| Exercise aim |
Reproduce the entries below, swapping every "place one marker" for "put a single dot" and leaving everything else unchanged.

[Start]

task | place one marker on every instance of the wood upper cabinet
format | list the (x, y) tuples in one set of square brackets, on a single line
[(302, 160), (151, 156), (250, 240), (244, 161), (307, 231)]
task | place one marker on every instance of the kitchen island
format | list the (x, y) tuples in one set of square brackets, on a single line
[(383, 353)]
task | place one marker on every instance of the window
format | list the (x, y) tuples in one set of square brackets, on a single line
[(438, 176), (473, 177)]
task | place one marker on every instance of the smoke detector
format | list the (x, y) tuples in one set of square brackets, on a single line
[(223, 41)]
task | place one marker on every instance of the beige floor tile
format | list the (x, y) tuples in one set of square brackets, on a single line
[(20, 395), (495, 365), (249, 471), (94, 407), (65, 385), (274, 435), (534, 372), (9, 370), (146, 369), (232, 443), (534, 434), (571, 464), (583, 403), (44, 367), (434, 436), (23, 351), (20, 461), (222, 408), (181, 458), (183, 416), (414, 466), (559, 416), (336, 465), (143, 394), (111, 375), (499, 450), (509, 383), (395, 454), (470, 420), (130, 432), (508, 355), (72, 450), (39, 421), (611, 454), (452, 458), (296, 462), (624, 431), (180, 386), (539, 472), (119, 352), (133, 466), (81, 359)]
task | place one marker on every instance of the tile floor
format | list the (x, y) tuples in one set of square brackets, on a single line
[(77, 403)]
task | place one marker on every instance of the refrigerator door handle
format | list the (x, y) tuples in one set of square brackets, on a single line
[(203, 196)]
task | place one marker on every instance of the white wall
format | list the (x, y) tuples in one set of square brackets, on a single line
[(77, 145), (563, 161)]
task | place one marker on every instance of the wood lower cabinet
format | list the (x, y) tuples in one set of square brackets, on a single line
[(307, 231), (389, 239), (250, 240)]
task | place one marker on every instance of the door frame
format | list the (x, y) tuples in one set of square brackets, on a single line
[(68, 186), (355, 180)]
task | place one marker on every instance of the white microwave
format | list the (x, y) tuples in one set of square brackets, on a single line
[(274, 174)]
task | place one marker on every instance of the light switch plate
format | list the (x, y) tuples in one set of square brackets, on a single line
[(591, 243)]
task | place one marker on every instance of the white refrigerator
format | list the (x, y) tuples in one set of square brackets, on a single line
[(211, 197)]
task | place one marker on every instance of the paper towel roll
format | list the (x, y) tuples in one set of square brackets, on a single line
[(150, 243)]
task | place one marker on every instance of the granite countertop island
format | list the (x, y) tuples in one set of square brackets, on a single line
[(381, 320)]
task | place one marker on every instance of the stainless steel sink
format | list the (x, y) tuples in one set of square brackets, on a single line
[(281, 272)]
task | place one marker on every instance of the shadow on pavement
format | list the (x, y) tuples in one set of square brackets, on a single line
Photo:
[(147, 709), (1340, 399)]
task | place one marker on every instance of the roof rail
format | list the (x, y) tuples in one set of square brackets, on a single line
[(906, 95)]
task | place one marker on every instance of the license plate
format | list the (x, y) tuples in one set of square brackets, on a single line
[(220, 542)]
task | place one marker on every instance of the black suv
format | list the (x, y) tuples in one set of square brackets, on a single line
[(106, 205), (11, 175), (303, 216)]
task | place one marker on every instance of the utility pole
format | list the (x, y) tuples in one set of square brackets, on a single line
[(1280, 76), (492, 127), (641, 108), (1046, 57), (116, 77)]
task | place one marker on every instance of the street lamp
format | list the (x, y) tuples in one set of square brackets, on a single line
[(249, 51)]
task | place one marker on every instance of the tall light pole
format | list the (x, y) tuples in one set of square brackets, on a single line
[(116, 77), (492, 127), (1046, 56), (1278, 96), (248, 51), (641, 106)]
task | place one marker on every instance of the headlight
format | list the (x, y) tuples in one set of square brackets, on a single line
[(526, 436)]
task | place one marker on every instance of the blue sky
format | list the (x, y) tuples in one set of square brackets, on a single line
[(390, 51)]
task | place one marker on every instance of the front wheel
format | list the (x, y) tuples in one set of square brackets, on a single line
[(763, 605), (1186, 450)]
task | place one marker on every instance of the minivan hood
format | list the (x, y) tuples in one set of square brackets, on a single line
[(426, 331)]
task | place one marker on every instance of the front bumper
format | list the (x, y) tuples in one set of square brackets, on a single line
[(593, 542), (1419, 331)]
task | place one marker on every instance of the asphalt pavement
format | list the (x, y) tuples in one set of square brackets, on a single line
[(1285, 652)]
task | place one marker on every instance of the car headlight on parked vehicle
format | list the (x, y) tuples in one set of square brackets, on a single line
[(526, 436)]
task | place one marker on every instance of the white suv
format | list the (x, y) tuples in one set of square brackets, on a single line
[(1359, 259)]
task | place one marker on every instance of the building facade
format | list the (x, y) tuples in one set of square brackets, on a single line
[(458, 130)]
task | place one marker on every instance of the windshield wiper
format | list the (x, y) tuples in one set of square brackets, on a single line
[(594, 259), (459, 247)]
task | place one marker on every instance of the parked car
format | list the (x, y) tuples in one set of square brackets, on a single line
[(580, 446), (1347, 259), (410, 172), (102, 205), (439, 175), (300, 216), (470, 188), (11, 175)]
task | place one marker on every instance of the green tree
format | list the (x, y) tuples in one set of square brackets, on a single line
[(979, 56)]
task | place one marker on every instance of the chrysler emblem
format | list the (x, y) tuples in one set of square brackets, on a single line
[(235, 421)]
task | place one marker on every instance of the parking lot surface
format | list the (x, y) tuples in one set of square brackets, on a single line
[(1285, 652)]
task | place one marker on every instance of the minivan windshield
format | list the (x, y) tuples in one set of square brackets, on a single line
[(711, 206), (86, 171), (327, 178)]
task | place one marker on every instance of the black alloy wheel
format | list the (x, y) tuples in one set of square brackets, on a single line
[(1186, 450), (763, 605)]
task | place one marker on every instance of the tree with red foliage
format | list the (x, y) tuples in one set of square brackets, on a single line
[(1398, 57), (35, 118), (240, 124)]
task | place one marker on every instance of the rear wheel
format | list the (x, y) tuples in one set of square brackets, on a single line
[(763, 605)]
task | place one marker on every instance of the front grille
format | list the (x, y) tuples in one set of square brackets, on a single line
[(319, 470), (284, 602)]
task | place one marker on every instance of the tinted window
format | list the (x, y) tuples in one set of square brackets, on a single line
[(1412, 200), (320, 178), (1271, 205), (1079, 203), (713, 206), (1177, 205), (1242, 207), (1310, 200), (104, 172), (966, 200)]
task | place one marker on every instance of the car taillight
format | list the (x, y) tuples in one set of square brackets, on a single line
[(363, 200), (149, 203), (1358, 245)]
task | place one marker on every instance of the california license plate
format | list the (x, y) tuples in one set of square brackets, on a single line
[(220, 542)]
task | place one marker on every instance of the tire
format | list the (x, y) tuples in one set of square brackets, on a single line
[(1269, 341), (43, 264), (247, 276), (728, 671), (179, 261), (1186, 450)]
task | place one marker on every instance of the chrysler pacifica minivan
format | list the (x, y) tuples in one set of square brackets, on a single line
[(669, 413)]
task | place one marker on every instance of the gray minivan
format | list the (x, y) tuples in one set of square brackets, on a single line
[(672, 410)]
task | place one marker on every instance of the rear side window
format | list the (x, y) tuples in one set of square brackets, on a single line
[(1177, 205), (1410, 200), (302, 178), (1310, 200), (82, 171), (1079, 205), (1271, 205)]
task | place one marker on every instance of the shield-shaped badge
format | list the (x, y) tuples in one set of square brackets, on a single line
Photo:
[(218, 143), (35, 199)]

[End]

| Reply |
task | put a single dot on every instance of the wood upper cabinet
format | list the (x, y) tuples in one set of square brackets, on a single line
[(302, 160), (151, 156), (250, 240), (244, 161), (307, 231)]
task | put a single dot on every instance of the kitchen island
format | list the (x, y) tuples in one set of square brackets, on a single line
[(383, 353)]
task | put a single dot on every instance of the window
format | list the (x, y) tuples in one set of square brackets, on a single line
[(438, 176), (473, 177)]
task | put a single dot on every instance of the smoke detector
format | list the (x, y) tuples in one set of square brackets, on a single line
[(223, 41)]
task | put a single dot on every instance of the beige floor tile
format | list the (x, y) tuples in one set of square brackets, on a single line
[(20, 395), (495, 365), (249, 471), (94, 407), (65, 385), (274, 435), (534, 372), (9, 370), (146, 369), (232, 443), (534, 434), (571, 464), (583, 403), (44, 367), (434, 436), (23, 351), (20, 461), (222, 408), (181, 458), (183, 416), (414, 466), (559, 416), (336, 465), (143, 394), (111, 375), (499, 450), (509, 383), (395, 454), (470, 420), (130, 432), (508, 355), (72, 450), (39, 421), (611, 454), (452, 458), (296, 462), (624, 431), (180, 386), (539, 472), (119, 352), (133, 466), (81, 359)]
task | put a single dot on every instance of the tile floor
format | list the (x, y) tuples in one set of square brackets, on a single line
[(77, 403)]
task | put a single dot on every instance of the refrigerator door handle
format | list the (x, y) tuples in one set of square brackets, on a single line
[(203, 196)]
task | put a single dot on every instance of the white wall
format | list the (x, y) tuples in one set of square brackets, on a single line
[(77, 145), (563, 161)]
task | put a single dot on every instance of the wood lower cabinet
format | list the (x, y) tuples in one set of square brackets, on a single line
[(307, 231), (389, 239), (250, 240)]
task | put a single dot on every instance of the door frame
format | list the (x, y) tuples in one set of square brackets, on a single line
[(68, 186), (355, 180)]
task | put a single dot on every instance of the white microwave
format | list the (x, y) tuples in one set of square brackets, on a single line
[(274, 174)]
task | put a single dot on every instance of the light switch plate
format | list the (x, y) tuples in one set of square brackets, on a single line
[(591, 243)]
task | put a single dot on every instance of the white refrigerator
format | list the (x, y) tuples in one set of square brackets, on a single line
[(211, 197)]
task | put a single dot on every instance of the paper towel roll
format | list the (x, y) tuples in one set of square brackets, on a single line
[(150, 243)]
task | put a single dot on every instance of the granite countertop island
format | list the (x, y) tuples in one set of square brackets, on a single line
[(381, 320)]
task | put a single dot on every instance of the stainless steel sink
format | list the (x, y) tuples in one set of square brackets, on a single line
[(281, 272)]
task | put a single dot on every instance of the shadow on pavement
format | list the (x, y) tuples in one set of square brackets, on a single line
Photo:
[(147, 709), (1340, 399)]
task | put a single dot on every instance of the roof rail
format | list the (x, y) tuples in one set of square brackets, on a single line
[(906, 95)]
task | put a single dot on every instance of the license plate
format | list the (x, y) tuples in one set of square brackets, on a single line
[(220, 542)]
task | put a single dot on every instance of the black suv
format | list the (x, y) tuples in one set of square brackets, on a single line
[(106, 205), (11, 175), (303, 216)]
task | put a single dot on every instance of the utility pole
format | list the (x, y) tuples in one set of square brackets, on a single line
[(1280, 76), (492, 127), (641, 108), (1046, 57), (116, 77)]
task | put a single dot on every instance of the street lamp
format | list the (x, y) tuples in one set of square brackets, on a single line
[(249, 51)]
task | put a single dot on every instance of the tall light pole
format | list the (x, y) tuples in one set of square brackets, on a single line
[(116, 77), (492, 127), (1046, 56), (1278, 96), (248, 51), (641, 106)]
task | put a single dot on every instance of the headlight
format | list the (x, y) tuples in one set of square brackets, on a single line
[(526, 436)]
task | put a single dot on every instance of the blue sky
format | list the (x, y) tuples in one set of square brackets, on a single line
[(390, 51)]
task | put a single dot on every instance of the front wheel
format | list the (x, y) tuples in one set of square brackets, on a single line
[(763, 605), (1186, 450)]
task | put a single dot on every instance of the minivan hood
format | list the (x, y) tuples in one set of square brackets, on a single line
[(426, 331)]
task | put a single dot on every instance of the front bumper
format | list the (x, y) tuples in one set of square brackets, on a single line
[(593, 542), (1419, 331)]
task | put a single dot on every instance of the asphalt pavement
format | list the (x, y) tuples in one set of square brackets, on a single line
[(1285, 652)]
task | put a single dot on every instance of the car headlight on parked vehicle
format | list the (x, y) tuples in one set of square brackets, on a single line
[(526, 436)]
task | put a single dot on every instance of the white suv
format | list the (x, y) tuples in one set of square brackets, on a single line
[(1359, 259)]
task | put a single dot on every instance of the building facade
format | list the (x, y) tuples in one set of square brackets, on a single line
[(458, 130)]
task | put a single dot on every instance of the windshield wiper
format | list the (x, y) tuples in one set of square brackets, on a single line
[(594, 259), (459, 247)]
task | put a single dot on every instance of the parked car
format | list the (x, y) tuples in one set of square brackets, on a single line
[(580, 446), (1347, 259), (410, 172), (102, 205), (439, 175), (300, 216), (470, 188), (11, 175)]
task | put a single dot on every instance of the green tree
format | list the (x, y) tuples in one set of square brackets, on a single line
[(979, 56)]
task | put a single dot on every instance of the chrysler emblem
format | list the (x, y) tuples in one set of square brackets, on a single line
[(235, 421)]
task | put a single dot on every instance of the parking lot surface
format | list the (x, y) tuples in one set of square brackets, on a single line
[(1285, 652)]
task | put a single dot on every instance of the minivan windshield
format | list the (x, y) tuples in one set of square brackets, on a single line
[(711, 206), (86, 171), (327, 178)]
task | put a single dot on every instance of the black alloy wheel
format | list the (x, y) tuples in one set of square brackets, on a single line
[(1186, 450), (763, 605)]
task | put a single dot on every instance of the tree with red foliage
format | list the (x, y) tuples in one set of square brackets, on a single line
[(1398, 57), (35, 118), (240, 124)]
task | put a single dot on every instance of the rear wheel
format | list the (x, y) tuples in one set of square brackets, on a single line
[(763, 605)]
task | put a single dot on every instance of the front grille
format | list the (x, y) tuples in one set of square brackets, on a single line
[(319, 470), (284, 602)]
task | put a single dot on every instance of the tinted window
format | list the (x, y) tuples in one set of square brackets, on a single line
[(1412, 200), (320, 178), (1271, 205), (1079, 203), (713, 206), (1177, 205), (1242, 207), (1310, 200), (104, 172), (966, 200)]
task | put a single dot on every instance of the car taillight
format | list the (x, y) tuples in one set of square brackets, on a single line
[(363, 200), (149, 203), (1358, 245)]
task | put a single dot on every instance of the california license plate
format | list the (x, y) tuples in one set of square brackets, on a single line
[(220, 542)]
task | put a single dot on every instance of the tire
format | list the (x, y) tuples in one set of square brackets, on a single line
[(1269, 341), (43, 264), (247, 276), (728, 671), (179, 261), (1186, 450)]
task | put a single dot on every instance of the chrysler pacifica minivan
format | list the (x, y) tuples in one set of square brackets, on a single line
[(669, 413)]
task | put a single dot on every instance of the gray minivan
format | list the (x, y) tuples in one set of square brackets, on a single line
[(672, 410)]
task | put a single dot on every instance of the rear side window
format | list the (x, y) tuples in one set of square brackets, on a single line
[(1177, 205), (1410, 200), (302, 178), (1310, 200), (82, 171), (1079, 205), (1271, 205)]
task | put a single dot on every instance of the shield-shaped badge
format | list the (x, y) tuples in one set of square brackets, on a single line
Photo:
[(218, 143), (35, 199)]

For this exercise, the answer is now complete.